= PROBLEM TO WORK ON =
Would you write out the entries below, every one of them, exactly?

Natural language region descriptions
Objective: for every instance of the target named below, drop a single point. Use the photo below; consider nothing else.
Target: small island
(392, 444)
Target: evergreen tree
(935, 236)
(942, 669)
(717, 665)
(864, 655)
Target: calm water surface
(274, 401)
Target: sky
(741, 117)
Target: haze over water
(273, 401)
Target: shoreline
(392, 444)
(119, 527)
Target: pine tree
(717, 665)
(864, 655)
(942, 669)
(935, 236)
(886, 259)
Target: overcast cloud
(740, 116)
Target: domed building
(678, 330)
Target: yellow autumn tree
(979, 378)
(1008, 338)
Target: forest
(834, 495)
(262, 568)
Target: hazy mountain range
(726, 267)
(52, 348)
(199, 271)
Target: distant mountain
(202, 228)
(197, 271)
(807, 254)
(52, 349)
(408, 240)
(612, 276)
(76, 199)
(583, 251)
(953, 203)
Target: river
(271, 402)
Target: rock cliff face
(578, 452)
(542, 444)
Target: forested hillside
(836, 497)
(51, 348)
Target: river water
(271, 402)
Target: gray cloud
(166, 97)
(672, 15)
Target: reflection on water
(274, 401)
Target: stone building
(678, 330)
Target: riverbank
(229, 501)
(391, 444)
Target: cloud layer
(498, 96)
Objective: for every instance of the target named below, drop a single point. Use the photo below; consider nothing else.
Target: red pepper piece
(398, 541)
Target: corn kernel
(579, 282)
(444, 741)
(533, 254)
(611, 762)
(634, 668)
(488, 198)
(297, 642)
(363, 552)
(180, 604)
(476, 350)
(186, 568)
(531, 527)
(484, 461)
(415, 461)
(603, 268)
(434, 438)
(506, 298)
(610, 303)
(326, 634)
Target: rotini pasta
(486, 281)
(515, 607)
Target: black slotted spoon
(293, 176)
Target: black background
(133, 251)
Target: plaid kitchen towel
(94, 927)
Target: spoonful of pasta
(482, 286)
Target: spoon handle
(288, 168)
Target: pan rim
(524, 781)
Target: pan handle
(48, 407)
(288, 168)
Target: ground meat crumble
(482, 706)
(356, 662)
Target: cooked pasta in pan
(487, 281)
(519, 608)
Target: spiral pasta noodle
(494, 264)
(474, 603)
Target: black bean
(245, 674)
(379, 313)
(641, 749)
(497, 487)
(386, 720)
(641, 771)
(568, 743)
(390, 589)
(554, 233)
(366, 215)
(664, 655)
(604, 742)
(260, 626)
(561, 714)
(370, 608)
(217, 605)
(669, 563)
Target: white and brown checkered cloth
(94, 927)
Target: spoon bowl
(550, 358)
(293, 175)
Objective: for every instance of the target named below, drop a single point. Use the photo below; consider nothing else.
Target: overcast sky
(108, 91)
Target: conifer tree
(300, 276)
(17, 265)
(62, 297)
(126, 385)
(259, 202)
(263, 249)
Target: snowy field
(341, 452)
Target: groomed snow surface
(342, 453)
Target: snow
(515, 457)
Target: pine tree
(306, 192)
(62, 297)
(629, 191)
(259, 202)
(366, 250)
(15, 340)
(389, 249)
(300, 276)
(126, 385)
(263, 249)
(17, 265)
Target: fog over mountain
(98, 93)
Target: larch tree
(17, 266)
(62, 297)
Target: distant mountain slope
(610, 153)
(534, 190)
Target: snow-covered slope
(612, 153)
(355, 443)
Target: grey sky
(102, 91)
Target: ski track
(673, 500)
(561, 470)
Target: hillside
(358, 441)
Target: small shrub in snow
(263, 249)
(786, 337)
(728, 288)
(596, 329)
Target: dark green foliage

= FINAL ANSWER =
Objective: for every instance of the target named below, drop a single point. Use the photo below; consider nothing else.
Target: small island
(392, 444)
Target: evergreen tree
(935, 236)
(942, 669)
(717, 665)
(864, 655)
Target: calm water surface
(274, 401)
Target: sky
(741, 117)
Target: haze over water
(273, 401)
Target: shoreline
(392, 444)
(119, 527)
Target: pine tree
(717, 665)
(864, 655)
(942, 669)
(935, 236)
(886, 259)
Target: overcast cloud
(740, 116)
Target: domed building
(678, 330)
Target: yellow autumn tree
(979, 378)
(1008, 338)
Target: forest
(834, 495)
(262, 568)
Target: hazy mountain range
(726, 267)
(52, 348)
(199, 271)
Target: distant mountain
(202, 228)
(197, 271)
(807, 254)
(52, 349)
(408, 240)
(612, 276)
(76, 199)
(583, 251)
(953, 203)
Target: river
(271, 402)
Target: rock cliff face
(578, 452)
(542, 444)
Target: forested hillside
(836, 497)
(51, 348)
Target: river water
(271, 402)
Target: gray cloud
(166, 97)
(672, 15)
Target: reflection on water
(274, 401)
Target: stone building
(678, 330)
Target: riverbank
(229, 501)
(391, 444)
Target: cloud layer
(498, 96)
Objective: for every instance of the target named below, drop a single point. Use the photo below; consider nothing else.
Target: red pepper piece
(398, 541)
Target: corn kernel
(579, 282)
(444, 741)
(533, 254)
(611, 762)
(634, 668)
(488, 198)
(297, 642)
(363, 552)
(180, 604)
(476, 350)
(186, 568)
(531, 527)
(484, 461)
(415, 461)
(603, 268)
(434, 438)
(506, 298)
(610, 303)
(326, 634)
Target: rotini pasta
(486, 281)
(515, 607)
Target: black slotted spoon
(293, 176)
Target: black background
(133, 251)
Target: plaid kitchen towel
(94, 927)
Target: spoonful of pasta
(482, 286)
Target: spoon handle
(288, 168)
Target: pan rim
(524, 781)
Target: pan handle
(48, 407)
(288, 168)
Target: ground meat crumble
(482, 706)
(356, 662)
Target: cooked pasta in pan
(487, 281)
(519, 608)
Target: spiral pasta noodle
(494, 264)
(474, 603)
Target: black bean
(245, 674)
(379, 313)
(641, 749)
(497, 487)
(386, 720)
(641, 771)
(568, 743)
(390, 589)
(554, 233)
(366, 215)
(664, 655)
(604, 742)
(260, 626)
(561, 714)
(370, 608)
(217, 605)
(669, 563)
Target: white and brown checkered cloth
(94, 927)
Target: spoon bowl
(550, 358)
(293, 175)
Objective: for every instance of the target named below, drop a single point. Use the photo below; consider nothing else.
Target: overcast sky
(108, 91)
Target: conifer tree
(300, 276)
(17, 265)
(62, 297)
(126, 385)
(259, 202)
(263, 249)
Target: snowy field
(341, 452)
Target: groomed snow surface
(342, 453)
Target: snow
(515, 457)
Target: pine tree
(306, 192)
(62, 297)
(629, 191)
(259, 202)
(366, 250)
(15, 340)
(389, 249)
(300, 276)
(126, 385)
(263, 249)
(17, 265)
Target: fog over mountain
(98, 93)
Target: larch tree
(17, 266)
(62, 297)
Target: distant mountain slope
(610, 153)
(534, 190)
Target: snow-covered slope
(612, 153)
(355, 443)
Target: grey sky
(102, 91)
Target: ski track
(673, 500)
(561, 470)
Target: hillside
(358, 441)
Target: small shrub in snow
(263, 249)
(786, 337)
(728, 288)
(596, 329)
Target: dark green foliage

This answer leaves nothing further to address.